Entries from a point annotation set

»»

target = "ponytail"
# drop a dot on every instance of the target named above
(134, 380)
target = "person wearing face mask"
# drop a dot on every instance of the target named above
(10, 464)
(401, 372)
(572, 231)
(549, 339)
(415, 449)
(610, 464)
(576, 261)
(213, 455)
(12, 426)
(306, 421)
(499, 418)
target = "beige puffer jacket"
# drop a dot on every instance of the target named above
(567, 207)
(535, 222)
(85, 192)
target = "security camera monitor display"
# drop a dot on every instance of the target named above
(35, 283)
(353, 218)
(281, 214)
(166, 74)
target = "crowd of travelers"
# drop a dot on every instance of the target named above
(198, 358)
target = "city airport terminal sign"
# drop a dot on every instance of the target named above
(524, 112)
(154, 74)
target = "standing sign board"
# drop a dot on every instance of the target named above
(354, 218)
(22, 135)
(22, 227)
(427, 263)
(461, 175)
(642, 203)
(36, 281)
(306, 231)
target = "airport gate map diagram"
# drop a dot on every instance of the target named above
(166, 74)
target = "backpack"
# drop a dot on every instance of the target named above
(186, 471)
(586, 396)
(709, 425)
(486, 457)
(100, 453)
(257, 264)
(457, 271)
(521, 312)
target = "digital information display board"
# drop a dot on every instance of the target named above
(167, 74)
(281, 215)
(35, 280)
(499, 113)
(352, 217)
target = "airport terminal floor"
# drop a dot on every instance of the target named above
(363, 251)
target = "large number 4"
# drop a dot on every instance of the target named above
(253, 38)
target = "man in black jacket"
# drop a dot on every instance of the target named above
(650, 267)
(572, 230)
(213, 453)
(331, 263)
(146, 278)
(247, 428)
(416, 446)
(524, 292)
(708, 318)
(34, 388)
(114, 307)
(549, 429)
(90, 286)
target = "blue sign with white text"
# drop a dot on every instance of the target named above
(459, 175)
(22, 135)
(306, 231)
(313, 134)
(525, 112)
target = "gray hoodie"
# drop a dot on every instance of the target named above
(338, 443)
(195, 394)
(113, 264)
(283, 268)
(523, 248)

««

Task:
Quote every one of the items above word for word.

Task solution:
target = "ponytail"
# drop a dot on every instance of the target named above
(134, 380)
target = "person wearing face mask"
# drop a dot on every instance of the target named above
(10, 464)
(401, 372)
(572, 231)
(549, 339)
(415, 449)
(610, 464)
(576, 261)
(213, 455)
(12, 426)
(306, 421)
(499, 418)
target = "beige puffer jacket"
# drop a dot on every instance of the target named above
(567, 207)
(535, 222)
(85, 192)
target = "security camera monitor display"
# drop a dot on every instance of the target named above
(35, 283)
(353, 218)
(281, 214)
(166, 74)
target = "crowd of travelers"
# drop a dot on every instance of the target named above
(198, 358)
target = "city airport terminal sign"
# drop a dot on every instance of the target named above
(524, 112)
(154, 74)
target = "standing sign board"
# drop a dot on every instance of the target named above
(354, 218)
(22, 135)
(22, 227)
(427, 263)
(461, 175)
(642, 203)
(36, 281)
(306, 231)
target = "airport gate map diagram"
# drop a dot on every instance of the target named above
(166, 74)
target = "backpack"
# drop a dot on every instance of the target named above
(186, 471)
(586, 396)
(709, 425)
(486, 457)
(100, 453)
(257, 264)
(457, 271)
(521, 312)
target = "digital information display board"
# drop a dot on every instance of the target named above
(167, 74)
(281, 215)
(35, 280)
(499, 113)
(352, 217)
target = "airport terminal floor"
# drop a dot on every instance of the target named above
(363, 251)
target = "large number 4"
# drop a dot on every instance of the target named above
(253, 38)
target = "man in black jacket"
# drop a dot on every instance of the target named above
(650, 267)
(572, 230)
(213, 453)
(331, 263)
(146, 278)
(247, 428)
(416, 446)
(524, 292)
(708, 318)
(34, 388)
(114, 307)
(549, 429)
(90, 286)
target = "blue sign with white text"
# drop a dot on every instance of the target named above
(459, 175)
(22, 135)
(306, 231)
(313, 134)
(525, 112)
target = "gray hoodie"
# drop a dot on every instance of the target named above
(338, 443)
(195, 394)
(113, 264)
(283, 268)
(523, 248)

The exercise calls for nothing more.